▶ **EXERCISE**: Below are records with pictures in them; print them exactly, omitting the pictures.

▶ **DATA**:
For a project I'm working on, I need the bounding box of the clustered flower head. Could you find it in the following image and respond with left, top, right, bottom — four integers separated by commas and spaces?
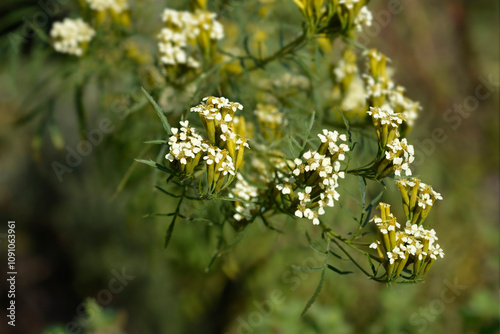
369, 201, 444, 280
292, 0, 370, 37
228, 152, 293, 223
229, 174, 260, 222
84, 0, 130, 26
50, 18, 95, 56
333, 48, 358, 92
339, 0, 361, 10
365, 104, 416, 179
396, 177, 443, 225
354, 6, 373, 31
272, 129, 349, 225
366, 106, 406, 147
166, 120, 208, 176
157, 8, 224, 70
374, 137, 415, 178
331, 48, 368, 114
363, 49, 421, 129
181, 96, 249, 195
85, 0, 129, 14
254, 104, 286, 139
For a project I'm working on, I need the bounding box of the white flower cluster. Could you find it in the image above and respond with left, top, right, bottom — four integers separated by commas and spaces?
164, 117, 241, 184
339, 0, 360, 10
385, 138, 414, 176
364, 74, 393, 100
158, 9, 224, 68
50, 18, 95, 56
85, 0, 129, 13
271, 72, 310, 90
367, 106, 406, 129
203, 145, 236, 176
182, 96, 250, 195
366, 105, 416, 178
371, 215, 400, 236
386, 86, 421, 127
190, 97, 247, 153
191, 97, 244, 117
333, 59, 358, 81
374, 222, 445, 265
397, 178, 443, 210
276, 130, 348, 225
166, 120, 208, 165
363, 49, 421, 124
370, 204, 445, 278
363, 50, 392, 98
354, 6, 373, 31
229, 174, 259, 221
417, 183, 443, 209
254, 104, 285, 125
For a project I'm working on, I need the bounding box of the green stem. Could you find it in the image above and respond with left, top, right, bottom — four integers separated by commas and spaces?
246, 33, 308, 72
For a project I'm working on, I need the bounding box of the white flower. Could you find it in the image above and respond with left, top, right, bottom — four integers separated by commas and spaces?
254, 104, 285, 125
158, 8, 224, 68
339, 0, 360, 9
298, 186, 313, 204
166, 121, 208, 166
429, 244, 445, 260
355, 6, 373, 31
50, 18, 95, 56
231, 174, 259, 221
86, 0, 129, 13
295, 205, 307, 218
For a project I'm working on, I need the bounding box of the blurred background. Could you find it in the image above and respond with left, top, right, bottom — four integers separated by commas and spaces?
0, 0, 498, 333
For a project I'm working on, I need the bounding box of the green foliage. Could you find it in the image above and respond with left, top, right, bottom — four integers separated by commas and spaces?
2, 0, 498, 333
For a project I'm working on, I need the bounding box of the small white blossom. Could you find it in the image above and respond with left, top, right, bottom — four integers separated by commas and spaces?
50, 18, 95, 56
85, 0, 129, 13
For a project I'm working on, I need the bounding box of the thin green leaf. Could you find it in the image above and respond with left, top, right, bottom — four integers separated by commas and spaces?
14, 105, 45, 126
367, 190, 384, 210
300, 265, 325, 316
290, 135, 302, 149
135, 159, 176, 175
47, 100, 64, 150
155, 185, 181, 198
111, 146, 150, 201
294, 56, 320, 80
122, 99, 148, 118
259, 212, 283, 233
142, 87, 172, 135
288, 137, 297, 156
143, 212, 176, 218
164, 216, 177, 248
291, 265, 323, 272
308, 243, 327, 254
144, 140, 169, 144
135, 159, 159, 168
48, 120, 64, 150
342, 187, 363, 208
301, 240, 329, 317
326, 264, 353, 275
28, 21, 50, 43
305, 230, 313, 244
328, 250, 344, 260
336, 108, 352, 147
218, 223, 252, 256
366, 253, 377, 276
75, 83, 87, 138
216, 196, 256, 206
358, 176, 367, 208
338, 203, 358, 222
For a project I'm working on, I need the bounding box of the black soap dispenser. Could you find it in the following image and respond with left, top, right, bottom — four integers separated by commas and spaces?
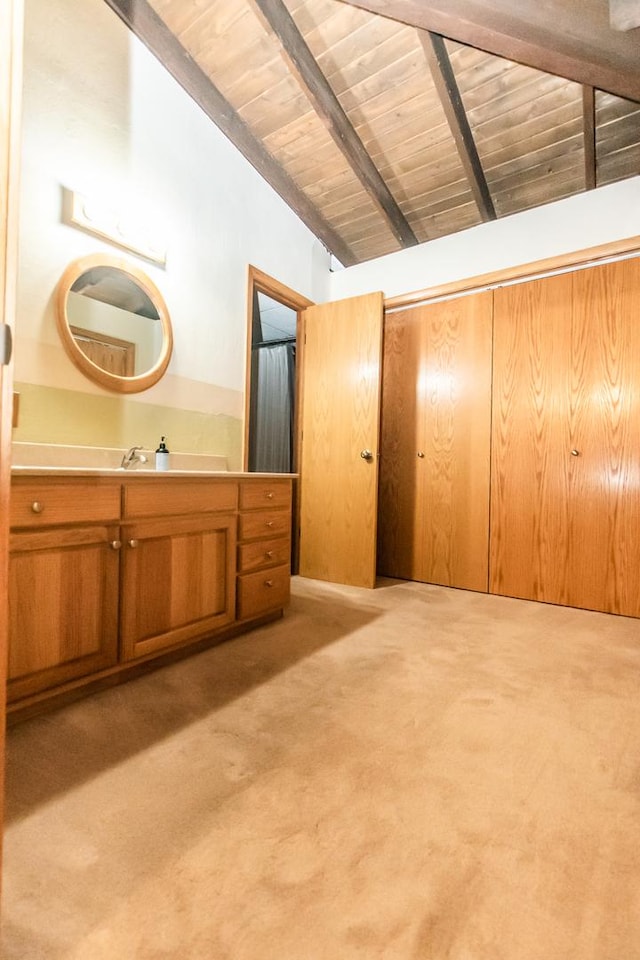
155, 436, 170, 471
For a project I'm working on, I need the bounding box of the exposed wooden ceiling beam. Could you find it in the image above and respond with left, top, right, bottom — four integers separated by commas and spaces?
610, 0, 640, 30
336, 0, 640, 102
102, 0, 358, 267
582, 86, 597, 191
248, 0, 418, 250
419, 32, 496, 222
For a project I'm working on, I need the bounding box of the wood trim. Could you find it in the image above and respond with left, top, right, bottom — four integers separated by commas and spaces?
336, 0, 640, 102
0, 0, 24, 890
384, 235, 640, 311
248, 266, 314, 311
419, 32, 496, 223
583, 85, 597, 191
102, 0, 357, 267
248, 0, 418, 250
244, 265, 311, 471
55, 253, 173, 393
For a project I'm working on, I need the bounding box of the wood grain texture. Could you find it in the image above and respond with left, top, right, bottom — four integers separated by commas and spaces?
299, 292, 383, 587
378, 292, 492, 590
490, 258, 640, 616
8, 525, 120, 699
0, 0, 23, 878
335, 0, 640, 101
120, 513, 237, 659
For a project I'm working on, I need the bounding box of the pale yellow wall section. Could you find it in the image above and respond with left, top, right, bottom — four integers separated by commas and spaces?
12, 383, 243, 470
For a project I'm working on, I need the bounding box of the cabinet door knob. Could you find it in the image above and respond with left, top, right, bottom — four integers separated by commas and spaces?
360, 449, 373, 461
264, 579, 274, 588
570, 449, 580, 457
417, 451, 425, 459
110, 540, 122, 550
128, 539, 139, 548
266, 520, 274, 528
265, 550, 274, 559
31, 501, 44, 513
265, 491, 274, 499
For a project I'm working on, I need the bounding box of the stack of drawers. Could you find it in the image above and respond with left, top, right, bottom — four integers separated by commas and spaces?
237, 479, 292, 621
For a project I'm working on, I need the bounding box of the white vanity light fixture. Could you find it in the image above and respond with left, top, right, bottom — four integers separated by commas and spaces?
61, 187, 167, 267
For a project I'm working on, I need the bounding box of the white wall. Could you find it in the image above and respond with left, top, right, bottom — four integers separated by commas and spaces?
16, 0, 329, 456
329, 177, 640, 301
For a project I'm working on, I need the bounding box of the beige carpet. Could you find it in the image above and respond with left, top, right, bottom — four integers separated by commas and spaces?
3, 576, 640, 960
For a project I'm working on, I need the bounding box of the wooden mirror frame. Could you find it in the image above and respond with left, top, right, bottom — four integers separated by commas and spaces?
56, 253, 173, 394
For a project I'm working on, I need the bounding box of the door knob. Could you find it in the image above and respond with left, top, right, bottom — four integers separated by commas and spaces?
360, 449, 374, 461
570, 449, 580, 457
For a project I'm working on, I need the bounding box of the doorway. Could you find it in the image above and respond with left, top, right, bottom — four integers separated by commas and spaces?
244, 267, 313, 571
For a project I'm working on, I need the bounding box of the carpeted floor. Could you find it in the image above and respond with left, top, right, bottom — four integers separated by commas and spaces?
3, 576, 640, 959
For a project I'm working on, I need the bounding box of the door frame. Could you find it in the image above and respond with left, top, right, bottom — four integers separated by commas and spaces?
244, 266, 314, 572
0, 0, 24, 896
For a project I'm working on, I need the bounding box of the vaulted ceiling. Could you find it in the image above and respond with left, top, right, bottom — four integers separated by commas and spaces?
104, 0, 640, 266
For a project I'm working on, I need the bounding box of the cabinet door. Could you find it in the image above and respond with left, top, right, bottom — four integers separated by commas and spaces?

▶ **ANSWER SECTION**:
For a project I'm working on, I need the bounding box of the clustered flower head. Could you find it in the following image and respond with left, top, right, bottom — four integers separated by commas and spaces?
369, 201, 444, 280
292, 0, 370, 37
228, 152, 293, 223
229, 174, 260, 222
84, 0, 130, 26
50, 18, 95, 56
333, 48, 358, 92
339, 0, 361, 10
365, 104, 416, 179
396, 177, 443, 225
354, 6, 373, 31
272, 129, 349, 225
366, 106, 406, 147
166, 120, 208, 176
157, 8, 224, 70
374, 137, 415, 178
331, 48, 368, 114
363, 49, 421, 129
181, 96, 249, 195
85, 0, 129, 14
254, 104, 286, 139
For a project I'm working on, I need the bounding box of the white flower cluster. Could you find it in the image above and respond with left, top, right, bottom — four integers separated by commas and spaces?
164, 117, 241, 184
339, 0, 360, 10
385, 138, 414, 176
364, 74, 393, 100
158, 9, 224, 68
50, 18, 95, 56
85, 0, 129, 13
271, 72, 310, 90
367, 106, 406, 129
203, 145, 236, 176
182, 96, 250, 195
366, 105, 416, 178
371, 215, 400, 236
386, 86, 421, 127
190, 97, 247, 153
191, 97, 244, 117
333, 59, 358, 81
374, 222, 445, 265
397, 178, 443, 210
276, 130, 348, 225
166, 120, 208, 165
363, 49, 421, 124
370, 204, 445, 278
363, 50, 392, 98
354, 6, 373, 31
229, 174, 259, 221
417, 183, 443, 209
254, 104, 285, 125
For a project I'm working on, I need the bounding box of the green stem. Could you find it in the image above and respond with left, top, right, bottom — four integers separated by commas and spaces?
246, 33, 308, 72
For a project I'm working on, I need the bounding box of the white flower. Could you find it in the image above and respond with left, top, right, bottom — four integers separated by commas and spaces?
254, 104, 285, 125
158, 8, 224, 68
339, 0, 360, 9
298, 186, 313, 204
166, 121, 208, 166
429, 244, 445, 260
355, 6, 373, 31
50, 18, 95, 56
231, 174, 259, 221
86, 0, 129, 13
295, 205, 307, 218
For a project I'm working on, I need the bounding box of the blurred background. Could you find it in the image above and respond with left, top, right, bottom — four integers separated by commas and spaces?
0, 0, 498, 333
For a project I'm working on, I need the bounding box of the green foliage. Could you find it in the image above and respond with left, top, right, bottom — four integers separated by commas and spaces?
2, 0, 498, 333
For a project I'm working on, I need the bounding box of the small white blossom. Could you find it in the image above and respond with left, top, right, bottom — four integers separated by commas and spaces?
50, 18, 95, 56
85, 0, 129, 13
For a project I'm working on, I need the bounding box of the thin green leaf. Could you find it in the image above and respond with left, top, right, bottom — four integers separated by commas and spaces?
14, 105, 45, 126
367, 190, 384, 210
300, 265, 325, 316
290, 135, 302, 149
135, 159, 176, 175
47, 100, 64, 150
155, 185, 181, 198
111, 146, 150, 201
294, 56, 320, 80
122, 99, 148, 118
259, 212, 283, 233
142, 87, 172, 135
288, 137, 297, 156
143, 212, 176, 218
164, 216, 177, 248
291, 265, 323, 272
308, 243, 327, 254
144, 140, 169, 144
135, 159, 159, 168
48, 120, 64, 150
342, 187, 363, 208
301, 240, 329, 317
326, 264, 353, 275
28, 21, 50, 43
305, 230, 313, 244
328, 250, 344, 260
336, 108, 352, 147
218, 223, 252, 256
366, 253, 377, 276
75, 83, 87, 138
216, 196, 256, 206
358, 176, 367, 208
338, 203, 358, 222
For a project I'm working on, I need the bounding box of the black soap dispenser. Could you find it in the following image and respond with left, top, right, bottom — four integers separated by commas and spaces?
155, 436, 170, 471
For a project I'm working on, I need the bounding box of the exposed wooden ceiling beam. Could you find it in the image above and respond with left, top, right, bottom — four integers separated by commas and spaces?
610, 0, 640, 30
336, 0, 640, 102
102, 0, 358, 267
582, 86, 597, 191
248, 0, 418, 250
419, 32, 496, 222
For a project I'm working on, I need the bounding box of the wood trim. Could you find it in the image above and respond with left, top, right, bottom — four integers separated by commas and spaces?
336, 0, 640, 102
0, 0, 24, 890
384, 235, 640, 311
248, 266, 314, 311
419, 32, 496, 223
583, 85, 597, 191
102, 0, 357, 267
248, 0, 418, 250
244, 265, 311, 471
55, 253, 173, 393
For a project I'm working on, I need the bounding box of the wood grain texture. Could you find it in the image above and respond with left, top, right, bottom — four integers separated by commas and spaces?
299, 292, 383, 587
378, 292, 492, 590
490, 258, 640, 616
8, 525, 120, 699
0, 0, 23, 878
335, 0, 640, 101
120, 513, 237, 659
For a project I'm working on, I need the bounding box of the pale yellow wall section. Could you find it in the image above and respond with left, top, right, bottom — four integers separated by commas and spaces?
12, 383, 243, 470
For a project I'm working on, I need the bounding box of the cabinet door knob. Could you find it in the image above and respond with left, top, right, bottom — four integers separated by commas and spaces?
360, 449, 373, 461
264, 579, 274, 588
570, 449, 580, 457
417, 451, 425, 459
110, 540, 122, 550
128, 539, 139, 548
266, 520, 274, 528
265, 550, 274, 559
31, 501, 44, 513
265, 491, 274, 499
For a project I'm working on, I need the bounding box of the stack of drawers. Could you find it in the image above and respond with left, top, right, bottom — four integers separated by commas and spaces?
237, 479, 292, 621
For a project I'm working on, I need the bounding box of the white vanity light fixture. Could you find it in the image above and respond with left, top, right, bottom — four integers separated by commas and spaces?
61, 187, 167, 267
For a project I'm working on, I need the bounding box of the white wall. Could you find it in the image above and respond with left, top, right, bottom — four integers separated by commas and spaces?
16, 0, 329, 456
329, 177, 640, 301
For a project I'm working on, I need the bounding box of the beige carpet. Could you find it in the image above and respond with left, top, right, bottom — four integers separated by commas and spaces?
3, 576, 640, 960
For a project I'm working on, I need the bounding box of the wooden mirror frame. Could you find it in the image above and respond with left, top, right, bottom — four integers separated by commas and spaces?
56, 253, 173, 394
For a project I'm working on, I need the bounding box of the door knob. Could you find it in the image above and respond with left, top, right, bottom — four integers separated by commas and spaces?
360, 449, 374, 461
570, 449, 580, 457
For a project I'm working on, I need the bounding box of the doorway. Could you find it in the image above and respond with left, top, right, bottom — four integers separated by commas and spaces?
244, 267, 313, 571
For a project I'm working on, I need the bounding box of the carpeted floor. Could you find it in the image above and respond with left, top, right, bottom — four integers separated by commas and spaces?
3, 576, 640, 959
For a project I'm working on, I need the bounding box of the door frame. Could you find it in the image above and respond with left, top, right, bottom — four integers separated by commas and spaces?
244, 266, 314, 572
0, 0, 24, 896
For a project I'm working on, I need the bounding box of the vaulted ceiling. Could you find it in the image above and respond with left, top, right, bottom — four integers separated by commas and spaces?
104, 0, 640, 266
For a project I'm working on, I need the bounding box of the cabinet door. Could you find it in the image above and respond with left, top, right, bottom — four integers separated by commas and spaces?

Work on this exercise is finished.